- **Required work**
Set down all of the data exactly as it appears.

- **Extracted material**
****************************************

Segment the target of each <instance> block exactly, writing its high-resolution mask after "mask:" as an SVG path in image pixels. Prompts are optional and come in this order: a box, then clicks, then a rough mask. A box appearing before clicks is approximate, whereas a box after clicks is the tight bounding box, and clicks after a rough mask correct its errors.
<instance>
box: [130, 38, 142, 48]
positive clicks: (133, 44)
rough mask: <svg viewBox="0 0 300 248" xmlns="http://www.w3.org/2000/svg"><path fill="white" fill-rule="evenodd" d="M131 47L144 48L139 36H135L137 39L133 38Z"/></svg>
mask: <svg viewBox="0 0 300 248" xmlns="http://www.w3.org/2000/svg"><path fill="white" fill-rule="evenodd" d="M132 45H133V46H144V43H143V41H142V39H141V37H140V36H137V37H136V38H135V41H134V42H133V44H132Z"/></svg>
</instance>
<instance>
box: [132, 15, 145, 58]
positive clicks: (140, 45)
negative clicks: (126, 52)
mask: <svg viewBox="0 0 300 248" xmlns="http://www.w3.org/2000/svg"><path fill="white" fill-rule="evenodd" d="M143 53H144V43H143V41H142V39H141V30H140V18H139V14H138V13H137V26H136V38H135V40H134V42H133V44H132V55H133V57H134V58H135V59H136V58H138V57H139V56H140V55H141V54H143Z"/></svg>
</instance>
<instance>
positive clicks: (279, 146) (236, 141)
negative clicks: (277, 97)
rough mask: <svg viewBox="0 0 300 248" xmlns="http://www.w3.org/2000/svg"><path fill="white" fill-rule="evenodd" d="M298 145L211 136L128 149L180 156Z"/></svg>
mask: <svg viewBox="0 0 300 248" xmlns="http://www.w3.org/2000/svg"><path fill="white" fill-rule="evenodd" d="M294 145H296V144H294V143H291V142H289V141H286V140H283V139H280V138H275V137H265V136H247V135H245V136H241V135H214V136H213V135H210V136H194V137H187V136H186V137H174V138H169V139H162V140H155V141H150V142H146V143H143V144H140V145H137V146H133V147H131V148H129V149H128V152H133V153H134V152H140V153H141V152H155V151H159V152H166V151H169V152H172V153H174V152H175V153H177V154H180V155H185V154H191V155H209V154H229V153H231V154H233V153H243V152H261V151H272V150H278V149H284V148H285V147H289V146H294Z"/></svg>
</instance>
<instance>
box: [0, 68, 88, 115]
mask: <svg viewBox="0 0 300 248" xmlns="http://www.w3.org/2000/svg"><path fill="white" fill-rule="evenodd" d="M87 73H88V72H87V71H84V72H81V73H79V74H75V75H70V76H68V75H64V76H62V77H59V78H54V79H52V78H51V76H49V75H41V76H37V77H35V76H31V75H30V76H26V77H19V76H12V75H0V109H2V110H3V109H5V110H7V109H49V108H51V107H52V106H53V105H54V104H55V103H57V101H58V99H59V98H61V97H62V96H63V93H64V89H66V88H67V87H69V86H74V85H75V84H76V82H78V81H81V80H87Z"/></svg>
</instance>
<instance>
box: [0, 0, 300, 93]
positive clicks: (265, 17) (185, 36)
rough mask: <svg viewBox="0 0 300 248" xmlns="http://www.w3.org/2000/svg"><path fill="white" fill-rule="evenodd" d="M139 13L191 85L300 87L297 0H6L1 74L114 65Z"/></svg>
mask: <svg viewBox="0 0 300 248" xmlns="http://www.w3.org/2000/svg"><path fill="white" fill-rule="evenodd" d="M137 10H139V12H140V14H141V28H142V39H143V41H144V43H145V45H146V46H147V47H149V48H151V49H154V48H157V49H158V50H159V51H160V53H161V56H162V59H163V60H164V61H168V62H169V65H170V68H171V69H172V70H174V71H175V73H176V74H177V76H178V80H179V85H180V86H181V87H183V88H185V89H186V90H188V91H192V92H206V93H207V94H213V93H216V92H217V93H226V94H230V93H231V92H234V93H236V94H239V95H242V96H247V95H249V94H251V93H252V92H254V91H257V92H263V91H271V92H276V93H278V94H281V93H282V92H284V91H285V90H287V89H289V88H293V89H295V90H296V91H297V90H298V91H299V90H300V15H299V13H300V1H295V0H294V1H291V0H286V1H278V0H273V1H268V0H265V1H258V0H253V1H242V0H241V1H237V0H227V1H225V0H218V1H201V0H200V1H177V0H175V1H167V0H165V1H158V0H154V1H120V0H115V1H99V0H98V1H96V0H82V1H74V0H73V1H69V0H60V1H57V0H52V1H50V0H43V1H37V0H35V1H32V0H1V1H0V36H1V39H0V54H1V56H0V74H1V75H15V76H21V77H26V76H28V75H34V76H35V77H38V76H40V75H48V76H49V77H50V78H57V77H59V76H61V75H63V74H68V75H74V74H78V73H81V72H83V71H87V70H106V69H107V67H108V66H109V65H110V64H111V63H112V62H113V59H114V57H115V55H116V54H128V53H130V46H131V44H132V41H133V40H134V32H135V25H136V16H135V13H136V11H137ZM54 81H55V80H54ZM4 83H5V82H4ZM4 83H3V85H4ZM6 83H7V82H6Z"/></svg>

****************************************

- **Exercise response**
Segment the target of each <instance> block exactly, writing its high-resolution mask after "mask:" as an SVG path in image pixels. Prompts are optional and come in this order: a box, then clicks, then a rough mask. A box appearing before clicks is approximate, whereas a box after clicks is the tight bounding box, and clicks after a rough mask correct its errors.
<instance>
box: [130, 38, 142, 48]
positive clicks: (133, 44)
rough mask: <svg viewBox="0 0 300 248" xmlns="http://www.w3.org/2000/svg"><path fill="white" fill-rule="evenodd" d="M131 47L144 48L139 36H135L137 39L133 38Z"/></svg>
mask: <svg viewBox="0 0 300 248" xmlns="http://www.w3.org/2000/svg"><path fill="white" fill-rule="evenodd" d="M132 45H133V46H144V43H143V41H142V39H141V37H140V36H137V37H136V38H135V41H134V42H133V44H132Z"/></svg>
</instance>
<instance>
box: [132, 15, 145, 58]
positive clicks: (140, 45)
negative clicks: (126, 52)
mask: <svg viewBox="0 0 300 248" xmlns="http://www.w3.org/2000/svg"><path fill="white" fill-rule="evenodd" d="M143 53H144V43H143V41H142V39H141V30H140V18H139V14H138V13H137V26H136V38H135V40H134V42H133V44H132V55H133V57H134V58H135V59H136V58H138V57H139V56H140V55H141V54H143Z"/></svg>
</instance>
<instance>
positive clicks: (279, 146) (236, 141)
negative clicks: (277, 97)
rough mask: <svg viewBox="0 0 300 248" xmlns="http://www.w3.org/2000/svg"><path fill="white" fill-rule="evenodd" d="M298 145L211 136L128 149L180 156Z"/></svg>
mask: <svg viewBox="0 0 300 248" xmlns="http://www.w3.org/2000/svg"><path fill="white" fill-rule="evenodd" d="M294 145H296V144H294V143H291V142H289V141H286V140H283V139H280V138H275V137H265V136H247V135H245V136H241V135H214V136H213V135H210V136H194V137H187V136H186V137H174V138H169V139H162V140H155V141H150V142H146V143H143V144H140V145H137V146H133V147H131V148H129V149H128V152H133V153H134V152H140V153H141V152H155V151H159V152H166V151H169V152H172V153H174V152H175V153H177V154H180V155H185V154H191V155H209V154H229V153H231V154H233V153H243V152H261V151H272V150H278V149H284V148H285V147H289V146H294Z"/></svg>
</instance>
<instance>
box: [0, 68, 88, 115]
mask: <svg viewBox="0 0 300 248" xmlns="http://www.w3.org/2000/svg"><path fill="white" fill-rule="evenodd" d="M87 73H88V72H87V71H84V72H81V73H79V74H75V75H70V76H68V75H64V76H62V77H59V78H54V79H52V78H51V76H49V75H41V76H37V77H35V76H31V75H30V76H26V77H19V76H12V75H0V109H2V110H3V109H5V110H7V109H49V108H51V107H52V106H53V105H54V104H55V103H57V101H58V99H59V98H61V97H62V96H63V93H64V89H66V88H67V87H69V86H74V85H75V84H76V82H78V81H81V80H87Z"/></svg>
</instance>
<instance>
box: [0, 0, 300, 93]
positive clicks: (265, 17) (185, 36)
rough mask: <svg viewBox="0 0 300 248" xmlns="http://www.w3.org/2000/svg"><path fill="white" fill-rule="evenodd" d="M139 13L191 85L300 87L297 0H6L1 74L114 65Z"/></svg>
mask: <svg viewBox="0 0 300 248" xmlns="http://www.w3.org/2000/svg"><path fill="white" fill-rule="evenodd" d="M137 10H139V12H140V14H141V28H142V39H143V41H144V43H145V45H146V46H147V47H149V48H151V49H154V48H157V49H158V50H159V51H160V53H161V56H162V59H163V60H164V61H168V62H169V65H170V68H171V69H172V70H174V71H175V73H176V74H177V76H178V80H179V85H180V86H181V87H183V88H185V89H186V90H188V91H192V92H206V93H207V94H213V93H216V92H217V93H226V94H230V93H231V92H234V93H236V94H239V95H242V96H247V95H249V94H251V93H252V92H254V91H257V92H263V91H271V92H276V93H278V94H281V93H282V92H284V91H285V90H287V89H289V88H293V89H295V90H296V91H297V90H298V91H299V90H300V15H299V13H300V1H295V0H294V1H291V0H286V1H278V0H273V1H268V0H265V1H258V0H253V1H242V0H241V1H237V0H227V1H225V0H218V1H201V0H200V1H177V0H175V1H167V0H165V1H158V0H154V1H120V0H115V1H99V0H98V1H96V0H82V1H74V0H73V1H69V0H60V1H57V0H52V1H50V0H43V1H37V0H35V1H32V0H1V1H0V36H1V39H0V54H1V56H0V74H1V75H15V76H21V77H26V76H28V75H34V76H35V77H38V76H40V75H48V76H49V77H50V78H57V77H59V76H61V75H63V74H68V75H74V74H78V73H81V72H83V71H87V70H106V69H107V67H108V66H109V65H110V64H111V63H112V62H113V59H114V57H115V55H116V54H128V53H130V46H131V44H132V41H133V40H134V32H135V25H136V16H135V13H136V11H137ZM54 81H55V80H54ZM4 83H5V82H4ZM4 83H3V85H4ZM6 83H7V82H6Z"/></svg>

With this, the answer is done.